→ Brief
All lines in the material below that hold "belly" should be found and copied.

→ Record set
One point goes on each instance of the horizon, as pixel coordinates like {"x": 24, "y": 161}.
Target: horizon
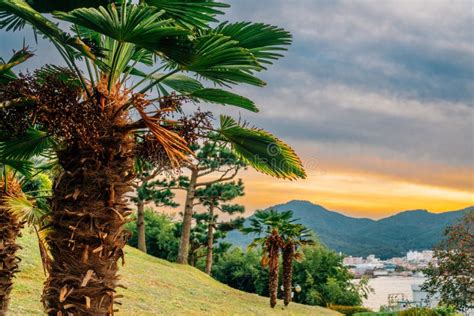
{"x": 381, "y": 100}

...

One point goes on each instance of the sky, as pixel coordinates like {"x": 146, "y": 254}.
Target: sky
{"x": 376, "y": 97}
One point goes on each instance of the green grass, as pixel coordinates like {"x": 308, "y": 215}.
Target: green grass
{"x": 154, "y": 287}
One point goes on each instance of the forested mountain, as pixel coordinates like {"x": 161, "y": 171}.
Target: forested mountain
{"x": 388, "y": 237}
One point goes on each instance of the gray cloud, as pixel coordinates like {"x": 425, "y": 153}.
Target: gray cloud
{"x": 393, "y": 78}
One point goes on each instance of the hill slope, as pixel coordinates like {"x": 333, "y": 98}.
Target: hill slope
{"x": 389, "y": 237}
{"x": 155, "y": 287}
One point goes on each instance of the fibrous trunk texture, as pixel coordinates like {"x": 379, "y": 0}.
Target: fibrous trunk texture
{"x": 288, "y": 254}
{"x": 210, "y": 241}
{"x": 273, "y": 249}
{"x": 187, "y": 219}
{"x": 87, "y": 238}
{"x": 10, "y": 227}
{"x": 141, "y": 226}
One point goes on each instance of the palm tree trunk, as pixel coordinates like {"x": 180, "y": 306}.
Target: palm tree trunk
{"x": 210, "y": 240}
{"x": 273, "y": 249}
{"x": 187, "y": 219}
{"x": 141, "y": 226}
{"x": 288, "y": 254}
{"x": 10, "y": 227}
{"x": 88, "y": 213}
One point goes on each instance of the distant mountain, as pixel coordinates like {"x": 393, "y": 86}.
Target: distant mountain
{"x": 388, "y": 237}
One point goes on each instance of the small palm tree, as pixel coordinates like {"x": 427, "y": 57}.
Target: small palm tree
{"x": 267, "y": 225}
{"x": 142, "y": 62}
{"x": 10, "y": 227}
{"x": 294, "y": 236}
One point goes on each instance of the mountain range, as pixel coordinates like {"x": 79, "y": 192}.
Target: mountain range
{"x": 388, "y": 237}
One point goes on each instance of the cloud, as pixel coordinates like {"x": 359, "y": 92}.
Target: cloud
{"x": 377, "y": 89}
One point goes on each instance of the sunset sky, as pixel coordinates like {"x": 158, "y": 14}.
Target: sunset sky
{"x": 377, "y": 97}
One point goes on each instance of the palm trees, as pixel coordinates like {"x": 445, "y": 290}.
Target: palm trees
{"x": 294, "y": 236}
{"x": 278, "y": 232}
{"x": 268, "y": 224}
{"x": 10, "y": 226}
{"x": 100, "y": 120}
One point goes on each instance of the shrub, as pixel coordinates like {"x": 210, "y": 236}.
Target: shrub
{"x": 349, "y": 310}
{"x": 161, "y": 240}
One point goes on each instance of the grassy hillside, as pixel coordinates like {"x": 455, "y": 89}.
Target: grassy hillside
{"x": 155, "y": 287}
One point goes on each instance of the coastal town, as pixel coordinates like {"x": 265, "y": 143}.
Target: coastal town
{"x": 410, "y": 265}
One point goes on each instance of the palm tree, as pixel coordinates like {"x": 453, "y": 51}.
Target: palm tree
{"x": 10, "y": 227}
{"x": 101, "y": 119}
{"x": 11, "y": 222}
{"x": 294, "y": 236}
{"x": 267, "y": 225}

* * *

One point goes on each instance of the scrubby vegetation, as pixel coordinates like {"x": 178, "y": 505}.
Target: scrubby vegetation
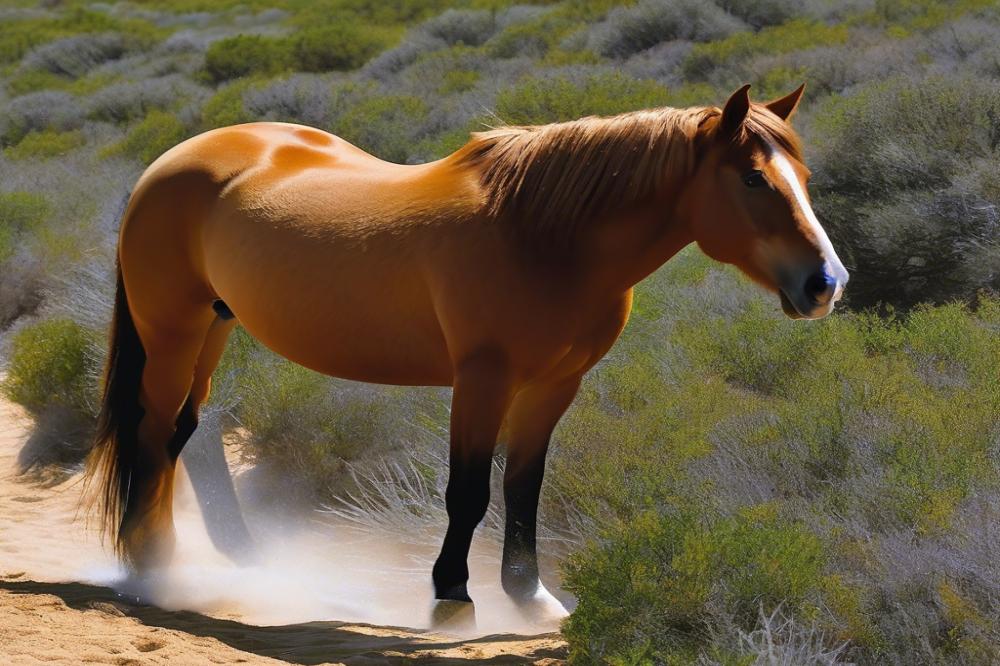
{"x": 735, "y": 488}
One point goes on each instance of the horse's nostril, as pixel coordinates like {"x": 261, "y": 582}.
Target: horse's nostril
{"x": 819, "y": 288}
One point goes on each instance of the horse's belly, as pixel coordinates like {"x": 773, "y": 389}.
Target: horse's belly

→ Task output
One point goes on each instance of the horse's belly, as pixel coordinates like {"x": 773, "y": 389}.
Target: horse's belly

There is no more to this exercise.